**What to work on:**
a - In the forum post on proper validation, what do programmers complain about?
b - Write out the forum post on proper validation between "Set and Get member functions are very" and "software engineering.", inclusive.
c - Carry the forum post on proper validation forward from its last sentence.

Proper Validation

Discussion in 'C++' started by Immortal Nephi, Apr 23, 2009.

  1. I have seen many websites. They always state. Most programmers want
    high performance. They are tired of writing OOP with C++ class. They
    complain about CPU’s overheads because indirection has to be done to
    modify data members. They want to use direct memory instead. They
    decide to stick with old habit of writing C source code to use global
    variables and global functions.
    Set and Get member functions are very important because you want to
    validate data members to avoid incorrect value. Sometimes, they use
    if keyword. Sometimes, they find a way to modify data members without
    needing to use if keyword.
    If Set and Get member functions are not used, then you have to
    examine each hundreds of member functions and try to find why data
    member contains incorrect value. To reduce debugging is better
    software engineering.
    Let me give you my example class code with validation. You may
    notice incomplete code such as NULL on data member—ram and
    p_opcode_array. You do not need to say something about incomplete
    code, but you know what I mean.

Labeled region records
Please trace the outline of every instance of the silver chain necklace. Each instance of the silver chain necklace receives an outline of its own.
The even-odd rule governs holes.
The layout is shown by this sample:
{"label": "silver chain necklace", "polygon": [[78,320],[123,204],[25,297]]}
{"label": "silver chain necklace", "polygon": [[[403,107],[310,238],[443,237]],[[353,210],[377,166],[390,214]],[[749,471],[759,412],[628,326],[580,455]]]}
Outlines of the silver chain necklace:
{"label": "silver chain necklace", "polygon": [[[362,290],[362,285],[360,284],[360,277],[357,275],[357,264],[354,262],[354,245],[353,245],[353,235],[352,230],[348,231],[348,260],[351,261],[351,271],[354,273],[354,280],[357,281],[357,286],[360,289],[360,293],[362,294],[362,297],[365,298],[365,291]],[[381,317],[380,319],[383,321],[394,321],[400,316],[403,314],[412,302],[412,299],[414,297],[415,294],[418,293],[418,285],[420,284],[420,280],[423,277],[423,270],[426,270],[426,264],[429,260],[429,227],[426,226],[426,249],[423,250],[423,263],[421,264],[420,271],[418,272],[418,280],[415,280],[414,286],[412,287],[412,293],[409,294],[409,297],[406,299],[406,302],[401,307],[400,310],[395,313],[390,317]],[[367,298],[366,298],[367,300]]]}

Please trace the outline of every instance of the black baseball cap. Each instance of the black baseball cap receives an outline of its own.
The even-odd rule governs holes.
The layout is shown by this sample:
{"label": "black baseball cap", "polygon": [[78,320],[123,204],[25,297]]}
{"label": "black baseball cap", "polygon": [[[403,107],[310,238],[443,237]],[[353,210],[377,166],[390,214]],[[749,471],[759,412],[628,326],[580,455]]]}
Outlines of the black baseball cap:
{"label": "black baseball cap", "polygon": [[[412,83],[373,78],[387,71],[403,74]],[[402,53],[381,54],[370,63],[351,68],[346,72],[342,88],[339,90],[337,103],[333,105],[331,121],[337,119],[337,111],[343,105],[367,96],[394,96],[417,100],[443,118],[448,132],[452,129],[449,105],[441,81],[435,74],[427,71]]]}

**Answers provided:**
a - They complain about CPU overheads because indirection has to be done to modify data members.

b -
Set and Get member functions are very important because you want to
    validate data members to avoid incorrect value. Sometimes, they use
    if keyword. Sometimes, they find a way to modify data members without
    needing to use if keyword.
    If Set and Get member functions are not used, then you have to
    examine each hundreds of member functions and try to find why data
    member contains incorrect value. To reduce debugging is better
    software engineering.

c -
    Tell me what you think if class design is to be good software
    engineering. Compare opcode_1() and opcode_1_bad(). The execution on
    this program can be overhead on the CPU. How can you find a way to
    use direct memory instead of indirection? Inline keyword and static
    keyword are the answer.
    Tell me your opinion. Why do programmers want to avoid C++ class if
    they want to write emulator with high performance?

    class CPU
    {
    public:
    CPU() : reg_a(0), reg_x(0), reg_y(0), reg_pc(0), reg_opcode(0), ram
    (0) {}
    ~CPU() {}

    void run()
    {
    (*p_opcode_array[reg_opcode])(); // run opcode_1(), ...,, opcode_256
    ()
    }

    private:
    void opcode_1() // Good Software Engineering Practice
    {
    set_reg_a( ram[reg_pc] );
    increment_reg_pc();
    }

    void opcode_1_bad() // Modifying data member directly is bad practice
    {
    reg_a = ram[reg_pc];
    reg_a &= 0xFF;

    reg_pc++;
    reg_pc &= 0xFFFF;
    }

    void set_reg_a( unsigned reg)
    {
    reg_a = reg & 0xFF; // Validate to 8 bits only
    }

    unsigned int get_reg_a()
    {
    return reg_a;
    }

    void increment_reg_pc()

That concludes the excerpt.